Concentrados en ganar, pero jamás en gobernar

Los medios y los fines en la política contemporánea tienden a confundirse. Así la ambición de corto plazo supera a la épica del heroísmo. Invariablemente con esa fórmula todo sale mal. 

amedinamendez@gmail.com

@amedinamendez 

Los dirigentes de hoy se llenan la boca diciendo que la política es el único instrumento capaz de modificar la realidad. Esa grandilocuente expresión suena muy potente, pero carece de veracidad, ya que existen otros modos para alcanzar idénticos propósitos.

El punto es que, bajo ese rimbombante paraguas, han intentado convertir a esa actividad en una suerte de escalón superior al que hay que llegar, ya que solo así los anhelos de una comunidad verán la luz.

Esa brutal simplificación, muy conveniente por cierto para quienes dedican su vida a la militancia y a la conquista del gobierno, otorga permisos suficientes para enfocar todos los esfuerzos en ser exitosos en las urnas.

• Datos proporcionados:

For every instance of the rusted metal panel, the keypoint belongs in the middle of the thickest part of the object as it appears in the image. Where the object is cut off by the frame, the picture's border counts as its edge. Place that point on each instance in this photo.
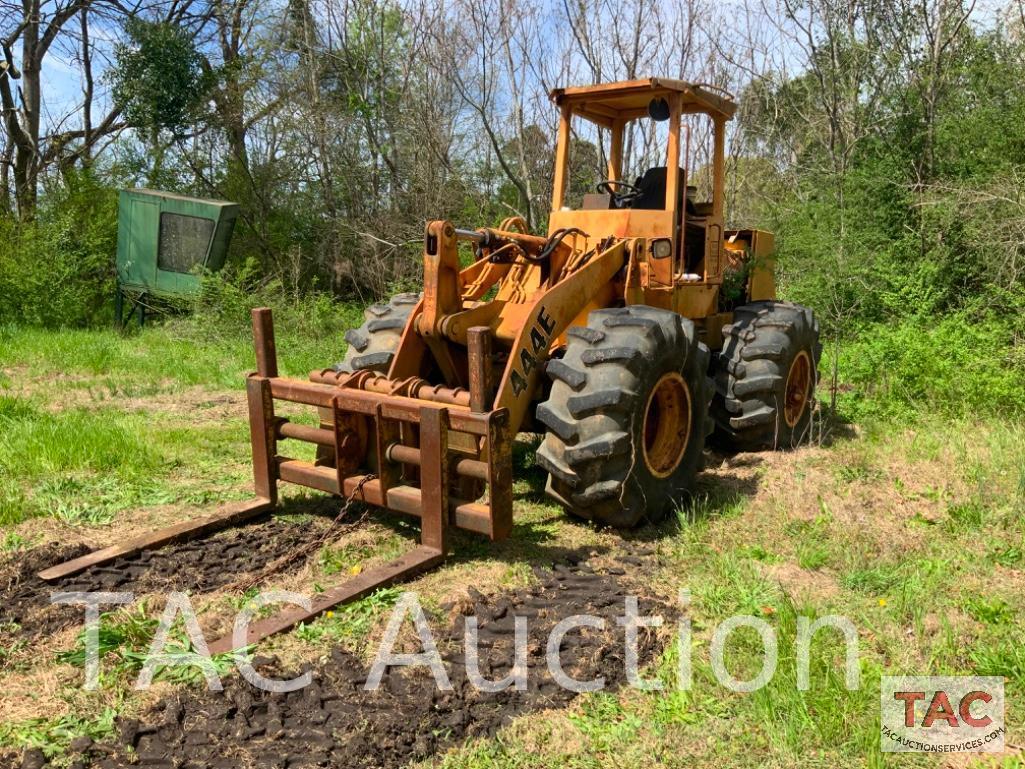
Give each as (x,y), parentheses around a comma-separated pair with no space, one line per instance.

• Ejercicio breve 1: En el texto sobre la política contemporánea, ¿a qué supera la ambición de corto plazo?
• Ejercicio breve 2: Escribe la continuación del texto sobre la política contemporánea a partir de su última oración.

• Respuesta final 1: A la épica del heroísmo.

• Respuesta final 2:
De la mano de esas premisas los políticos han iniciado hace décadas una carrera por la profesionalización. Triunfar en los comicios es hoy un verdadero desafío que requiere de una formación bastante sofisticada. Las ciencias sociales vienen aportando mucho en esa materia. Encaminarse hacia una victoria precisa de la integración de equipos especializados que se ocupan desde la imagen de los candidatos, pasando por la comunicación en redes sociales y en medios tradicionales hasta cuestiones claves como la estrategia territorial, la conformación de alianzas y la construcción de ese vínculo tan particular con cada habitante. Definitivamente abordar una campaña proselitista hoy implica prepararse adecuadamente. De eso dependerá el resultado final y el que haga mejor las cosas probablemente se lleve el premio mayor al concluir el camino.

Nadie discutirá que sin acceder al poder es imposible tomar el mando y tener estatura suficiente para decidir en consecuencia. Sería muy infantil minimizar este aspecto vital. La tragedia radica en creer que el día de la votación se llega a la meta y que esa coyuntura puntual corona el proceso.

Inclusive para la retórica más elementalmente populista y demagógica el triunfo electoral es la escala obligada para iniciar esa etapa de grandes transformaciones con las que sueñan los seguidores del líder de turno.

Sin embargo, la historia, fundamentalmente la más reciente, expone que lejos de esa dinámica, la política está concentrada en ganar elecciones, y ni bien lo consigue comienza a pensar en la siguiente, en la mejor manera de retener adhesiones, de derrotar al contrincante, de acumular supremacía a cualquier precio, porque sólo le importan las urnas.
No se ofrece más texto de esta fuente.